• **YOUR OBJECTIVE**: All of the data should be restated word for word, with the pictures omitted.

• **DATA IN THIS EXERCISE**:
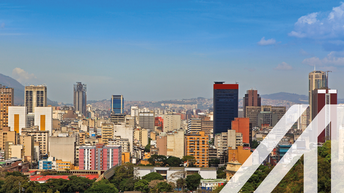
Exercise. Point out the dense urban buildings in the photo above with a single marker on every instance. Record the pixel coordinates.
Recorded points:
(117, 104)
(80, 98)
(225, 105)
(35, 96)
(6, 100)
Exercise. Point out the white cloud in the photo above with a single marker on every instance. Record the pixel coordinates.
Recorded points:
(333, 58)
(22, 76)
(283, 66)
(264, 42)
(315, 26)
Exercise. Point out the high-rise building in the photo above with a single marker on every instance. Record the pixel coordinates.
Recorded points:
(117, 104)
(196, 145)
(225, 106)
(322, 97)
(35, 96)
(44, 118)
(242, 125)
(6, 100)
(317, 79)
(80, 98)
(17, 118)
(252, 98)
(147, 120)
(99, 157)
(194, 125)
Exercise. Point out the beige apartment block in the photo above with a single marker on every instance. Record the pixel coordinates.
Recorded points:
(171, 122)
(35, 96)
(6, 100)
(28, 147)
(175, 143)
(107, 132)
(42, 137)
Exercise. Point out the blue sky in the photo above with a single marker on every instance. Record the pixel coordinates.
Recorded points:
(157, 50)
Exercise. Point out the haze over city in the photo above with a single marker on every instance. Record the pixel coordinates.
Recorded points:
(170, 50)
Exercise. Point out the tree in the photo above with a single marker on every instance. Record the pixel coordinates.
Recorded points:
(174, 161)
(153, 176)
(254, 144)
(127, 184)
(124, 171)
(164, 187)
(192, 181)
(141, 185)
(181, 184)
(11, 184)
(103, 186)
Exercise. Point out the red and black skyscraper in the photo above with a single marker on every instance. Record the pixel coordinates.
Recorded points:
(322, 97)
(225, 106)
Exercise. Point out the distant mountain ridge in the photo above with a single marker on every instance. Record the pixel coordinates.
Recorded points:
(19, 90)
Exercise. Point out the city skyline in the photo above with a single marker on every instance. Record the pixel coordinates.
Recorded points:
(142, 49)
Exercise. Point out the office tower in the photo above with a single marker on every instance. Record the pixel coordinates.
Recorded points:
(80, 98)
(317, 79)
(197, 146)
(7, 135)
(17, 118)
(322, 97)
(194, 125)
(171, 122)
(175, 143)
(35, 96)
(6, 100)
(107, 132)
(43, 118)
(99, 157)
(252, 98)
(225, 106)
(242, 125)
(146, 120)
(117, 104)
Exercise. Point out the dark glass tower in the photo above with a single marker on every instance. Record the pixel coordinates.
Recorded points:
(117, 104)
(225, 106)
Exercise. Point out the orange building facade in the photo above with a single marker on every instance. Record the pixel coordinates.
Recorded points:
(196, 145)
(242, 125)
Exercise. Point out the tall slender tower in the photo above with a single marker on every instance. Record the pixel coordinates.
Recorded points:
(80, 98)
(6, 100)
(35, 96)
(317, 80)
(252, 98)
(225, 106)
(117, 104)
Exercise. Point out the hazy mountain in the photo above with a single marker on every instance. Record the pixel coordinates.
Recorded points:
(18, 90)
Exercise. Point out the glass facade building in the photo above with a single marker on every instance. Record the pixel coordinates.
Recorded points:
(117, 104)
(225, 106)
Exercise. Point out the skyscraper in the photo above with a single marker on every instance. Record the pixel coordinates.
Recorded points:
(322, 97)
(252, 98)
(117, 104)
(317, 79)
(35, 96)
(6, 100)
(225, 106)
(80, 98)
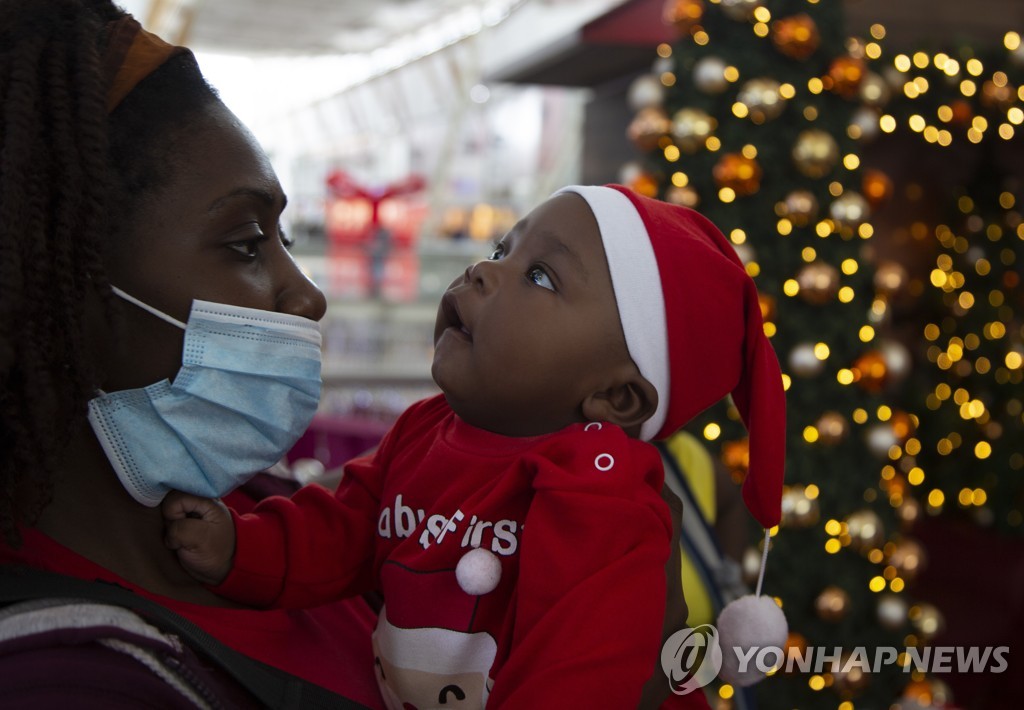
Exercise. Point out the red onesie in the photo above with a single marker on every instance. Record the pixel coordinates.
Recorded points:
(561, 608)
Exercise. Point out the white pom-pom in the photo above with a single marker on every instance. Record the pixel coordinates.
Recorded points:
(745, 627)
(478, 572)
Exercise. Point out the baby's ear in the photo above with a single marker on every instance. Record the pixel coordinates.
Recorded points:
(628, 403)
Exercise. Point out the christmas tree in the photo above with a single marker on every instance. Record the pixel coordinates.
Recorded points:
(759, 116)
(762, 116)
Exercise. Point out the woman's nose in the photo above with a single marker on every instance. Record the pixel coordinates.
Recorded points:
(300, 296)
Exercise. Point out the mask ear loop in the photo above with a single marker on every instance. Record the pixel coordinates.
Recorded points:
(148, 308)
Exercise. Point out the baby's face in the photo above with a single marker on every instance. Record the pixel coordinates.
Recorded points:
(523, 337)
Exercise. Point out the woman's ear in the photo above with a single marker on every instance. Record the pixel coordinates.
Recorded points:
(628, 403)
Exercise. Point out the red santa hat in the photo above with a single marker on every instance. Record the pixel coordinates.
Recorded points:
(692, 324)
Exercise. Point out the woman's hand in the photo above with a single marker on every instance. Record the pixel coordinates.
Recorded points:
(202, 532)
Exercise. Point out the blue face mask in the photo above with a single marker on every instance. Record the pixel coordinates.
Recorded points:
(248, 388)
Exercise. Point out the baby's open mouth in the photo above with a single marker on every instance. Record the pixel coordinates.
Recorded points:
(452, 316)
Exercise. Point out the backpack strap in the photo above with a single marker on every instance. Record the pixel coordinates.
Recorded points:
(271, 686)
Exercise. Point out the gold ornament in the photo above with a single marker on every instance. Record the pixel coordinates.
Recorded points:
(833, 428)
(798, 509)
(845, 76)
(644, 183)
(647, 128)
(738, 172)
(686, 196)
(796, 37)
(880, 439)
(890, 278)
(877, 186)
(815, 153)
(736, 458)
(864, 123)
(891, 612)
(875, 90)
(709, 75)
(691, 128)
(865, 530)
(869, 371)
(818, 282)
(800, 207)
(907, 556)
(683, 14)
(928, 620)
(762, 98)
(832, 603)
(796, 649)
(804, 362)
(849, 209)
(740, 9)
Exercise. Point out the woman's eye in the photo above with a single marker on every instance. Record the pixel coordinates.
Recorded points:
(541, 278)
(247, 247)
(498, 253)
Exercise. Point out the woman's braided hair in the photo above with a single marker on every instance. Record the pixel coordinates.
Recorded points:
(70, 175)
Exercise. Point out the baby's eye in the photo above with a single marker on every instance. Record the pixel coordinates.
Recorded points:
(498, 253)
(286, 240)
(541, 278)
(247, 247)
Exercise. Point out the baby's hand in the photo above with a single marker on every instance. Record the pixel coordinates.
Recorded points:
(202, 532)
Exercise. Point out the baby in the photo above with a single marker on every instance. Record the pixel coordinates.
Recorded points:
(514, 524)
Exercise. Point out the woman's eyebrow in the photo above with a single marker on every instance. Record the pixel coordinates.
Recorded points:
(266, 197)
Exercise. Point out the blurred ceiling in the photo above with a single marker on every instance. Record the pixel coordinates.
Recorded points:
(309, 27)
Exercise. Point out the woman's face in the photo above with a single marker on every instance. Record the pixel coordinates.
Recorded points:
(211, 233)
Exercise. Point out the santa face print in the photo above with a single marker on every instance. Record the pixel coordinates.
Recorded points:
(414, 671)
(524, 336)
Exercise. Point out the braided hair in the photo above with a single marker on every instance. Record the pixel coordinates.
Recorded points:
(70, 178)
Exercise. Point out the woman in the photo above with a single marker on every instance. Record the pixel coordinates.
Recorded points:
(128, 195)
(163, 194)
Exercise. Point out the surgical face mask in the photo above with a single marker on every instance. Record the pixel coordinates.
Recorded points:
(248, 387)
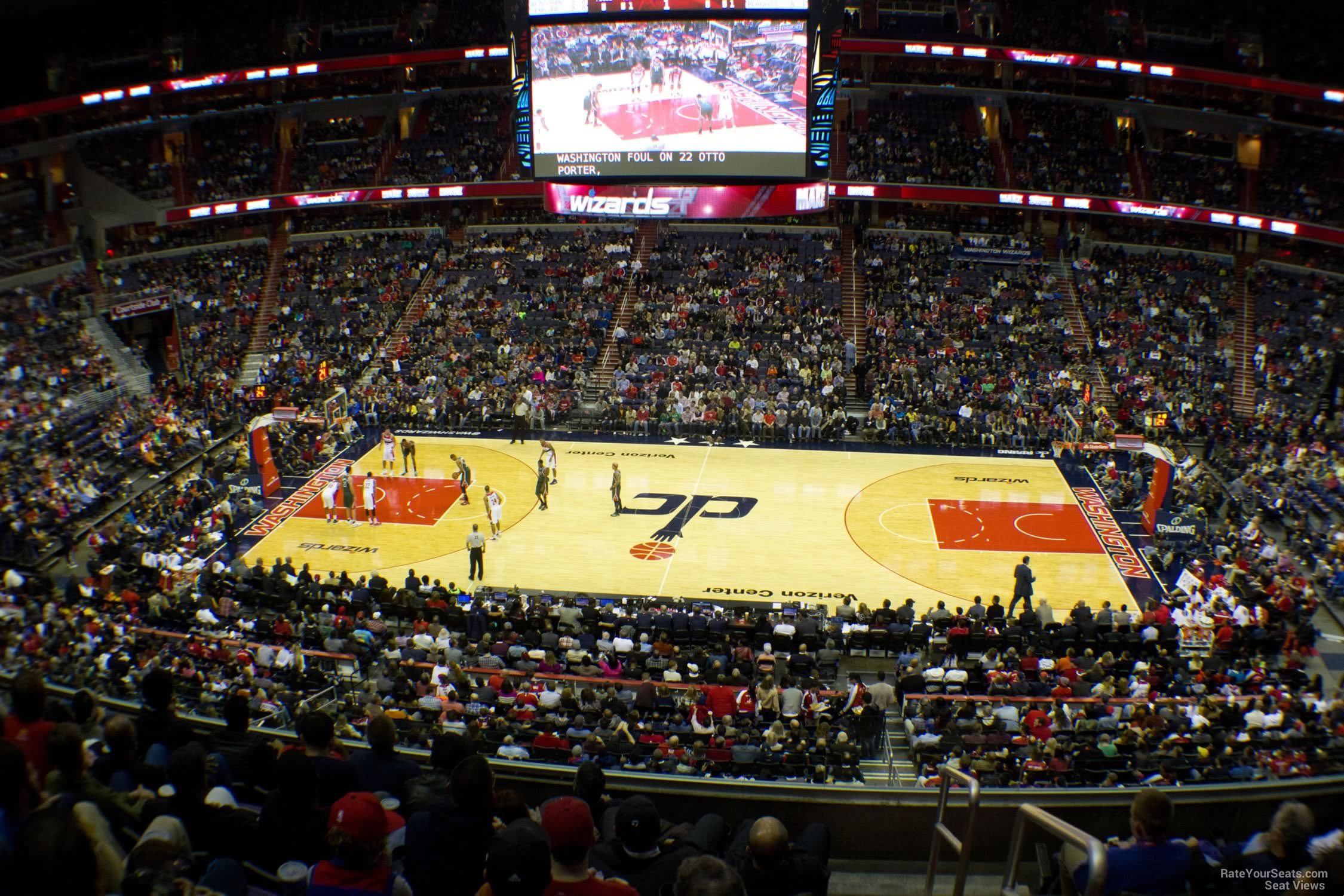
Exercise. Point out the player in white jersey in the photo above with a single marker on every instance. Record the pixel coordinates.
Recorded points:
(330, 500)
(549, 456)
(726, 108)
(370, 501)
(495, 512)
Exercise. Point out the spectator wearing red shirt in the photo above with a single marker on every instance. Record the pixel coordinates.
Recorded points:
(721, 699)
(569, 828)
(1031, 662)
(26, 727)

• **REPLY**:
Exercise. Point out the dense urban buildings in the photo above with a single marker on every instance. Record the pixel coordinates.
Recorded points:
(117, 104)
(80, 98)
(225, 105)
(35, 96)
(6, 100)
Exercise. Point out the white cloud in the photo above with a single marker on every instance. Record the pixel coordinates.
Recorded points:
(333, 58)
(22, 76)
(283, 66)
(264, 42)
(315, 26)
Exercise. Point out the high-rise building in the photo above with a single marker on every instance. Record the pixel coordinates.
Recorded points:
(117, 104)
(196, 145)
(225, 106)
(322, 97)
(35, 96)
(44, 118)
(242, 125)
(6, 100)
(317, 79)
(80, 98)
(17, 118)
(252, 98)
(147, 120)
(99, 157)
(194, 125)
Exercise. Point out the beige apartment block in the photo above with a single marker on every instance. Record the pixel coordinates.
Recorded points:
(171, 122)
(35, 96)
(6, 100)
(28, 147)
(175, 143)
(107, 132)
(42, 137)
Exercise. Point out the blue sky in the photo above with a single marker on every instance. Record the pixel coordinates.
Recorded points:
(157, 50)
Exercise. Point out the haze over city in the photo above with a single marker on every instance. Record the pixel coordinates.
Recorded points:
(170, 50)
Exercise. Point out the tree in the photo above with a single marker on every instance. Record the pixel coordinates.
Recorded points:
(174, 161)
(153, 176)
(254, 144)
(127, 184)
(124, 171)
(164, 187)
(192, 181)
(141, 185)
(181, 184)
(11, 184)
(103, 186)
Exercise. Point out the red and black skyscraper in the photo above with a single marker on every instance. Record the pixel coordinates.
Recorded points:
(322, 97)
(225, 106)
Exercise. Point out the distant mountain ridge in the photo above with a single marker on every instance. Record the pixel coordinates.
Recorded points:
(19, 90)
Exercise. Point out the city skyline in the photo above with a single marker on every instance. Record the pixel coordinates.
Recorded points:
(142, 49)
Exercise. Point out the office tower in the photo above with a single marker on every instance. Record the pixel coordinates.
Recorded points:
(80, 98)
(317, 79)
(197, 146)
(7, 135)
(17, 118)
(322, 97)
(194, 125)
(171, 122)
(175, 143)
(35, 96)
(6, 100)
(107, 132)
(43, 118)
(99, 157)
(252, 98)
(225, 106)
(242, 125)
(146, 120)
(117, 104)
Exercise. Point out the dark glass tower in the photo above with a single marker on every instance. Record the pixel coordinates.
Recorded points:
(117, 104)
(225, 106)
Exercise. Point out the orange building facade in the photo above with a single marker on every instance. Record the pixel coordinates.
Recorded points:
(196, 145)
(242, 125)
Exercise. Point out the tall slender tower in the photo above with a single marker on every instance. Record the pixel coordinates.
Recorded points:
(80, 98)
(6, 100)
(35, 96)
(317, 80)
(252, 98)
(225, 106)
(117, 104)
Exercise. Point out the hazy mountain in the photo above with a single marker on every instance. Record the pixel coordinates.
Recorded points:
(18, 90)
Exercise. Point out the glass facade building in the photo above with a single marker on every instance. Record the pixel coordinates.
Recorded points:
(117, 104)
(225, 106)
Exercise. Point out the skyscraper in the photo above with a single marker on every instance. Record the pixel coordinates.
Recorded points:
(322, 97)
(252, 98)
(117, 104)
(317, 79)
(35, 96)
(6, 100)
(225, 106)
(80, 98)
Exercise. Point out the red onesie in the photo above with a single marker on every instance. Record the pixel coordinates.
Recorded points:
(561, 608)
Exercise. Point out the white pom-pom in the photo above with a single marker on every instance. Record the pixel coordinates.
Recorded points:
(745, 627)
(478, 572)
Exercise. Point out the baby's ear in the photo above with a single marker on every instance. Record the pixel coordinates.
Recorded points:
(628, 403)
Exercise. Point out the christmas tree in the photo above with a single marker on every instance. Record the pixel coordinates.
Recorded points:
(759, 116)
(762, 116)
Exercise. Point out the woman's nose in the photo above with a single marker on every instance. Record the pixel coordinates.
Recorded points:
(300, 296)
Exercise. Point out the mask ear loop in the photo above with a single marker on every instance. Record the pixel coordinates.
Recorded points:
(148, 308)
Exercise. Point out the baby's face in the photo above with a single marker on every instance. Record the pixel coordinates.
Recorded points:
(523, 337)
Exercise. Point out the woman's ear in the photo above with a single marker on every instance. Record the pixel coordinates.
Recorded points:
(628, 403)
Exercise. Point out the red santa hat in the photo above with a single marker on every instance. Record the pixel coordinates.
Recorded points:
(692, 324)
Exercise. Point out the woman's hand in the photo above with a single marker on every instance. Record the pixel coordinates.
Recorded points:
(202, 532)
Exercise. Point out the blue face mask in the photo above with a single marker on every instance. Record the pixel coordinates.
Recorded points:
(248, 388)
Exercise. Point out the baby's open mouth in the photo above with a single marker on every instance. Record the pixel coordinates.
Recorded points:
(452, 316)
Exercise. Point out the backpack strap in the photo above with a single marker on every instance. Record the pixel coordinates.
Recorded points:
(271, 686)
Exercise. Point out the gold ornament in the photo above with a single marker on every instance. Record the pixel coordinates.
Recorded points:
(833, 428)
(798, 509)
(845, 76)
(644, 183)
(647, 128)
(738, 172)
(686, 196)
(796, 37)
(880, 439)
(890, 278)
(877, 186)
(815, 153)
(736, 458)
(864, 123)
(891, 612)
(875, 90)
(709, 75)
(691, 128)
(865, 530)
(869, 371)
(818, 282)
(800, 207)
(907, 556)
(683, 14)
(928, 620)
(762, 98)
(832, 603)
(796, 649)
(804, 362)
(849, 209)
(740, 9)
Exercise. Point out the woman's eye in the photo above with a single marker on every instance. Record the pixel coordinates.
Recorded points:
(541, 278)
(247, 247)
(498, 253)
Exercise. Point out the woman's braided hair in the photo above with a single marker on every instance. Record the pixel coordinates.
Recorded points:
(70, 175)
Exercise. Point out the baby's eye in the photo above with a single marker on every instance. Record the pixel coordinates.
Recorded points:
(498, 253)
(286, 240)
(541, 278)
(247, 247)
Exercise. Point out the baby's hand in the photo above with a single marker on every instance. Record the pixel coordinates.
Recorded points:
(202, 532)
Exercise. Point out the baby in the photo above with a single marker on every instance. Record the pixel coordinates.
Recorded points:
(514, 524)
Exercise. Point out the woman's eyebrow in the photo above with a single marker on every instance. Record the pixel coordinates.
Recorded points:
(266, 197)
Exercise. Point out the blurred ceiling in the photo above with a single marker on every instance. Record the pixel coordinates.
Recorded points:
(309, 27)
Exercise. Point out the woman's face in the photo above with a single marker on every instance. Record the pixel coordinates.
Recorded points:
(211, 233)
Exercise. Point out the santa face print in the photo above with a single marker on every instance. Record the pixel coordinates.
Recorded points:
(414, 671)
(524, 336)
Exercise. Point out the braided hair in the photo above with a single marker on every instance. Record the pixel coordinates.
Recorded points:
(70, 178)
Exercise. Point out the woman in the photo above with a single marker on every instance. Record the pixel coordinates.
Recorded points:
(128, 195)
(163, 194)
Exercise. Point out the surgical face mask in the photo above with a single marker on every instance. Record the pixel coordinates.
Recorded points:
(248, 387)
Exercise. Point out the player in white jersey in the photo above with a single marker on every instance. Record the pixel coordinates.
Recorded points:
(330, 500)
(549, 456)
(726, 108)
(370, 501)
(495, 512)
Exercise. Point out the spectator wearing red shirt in the photo above with a single marker on every instance. Record the pixel coordinates.
Recorded points:
(721, 699)
(569, 828)
(1031, 662)
(26, 727)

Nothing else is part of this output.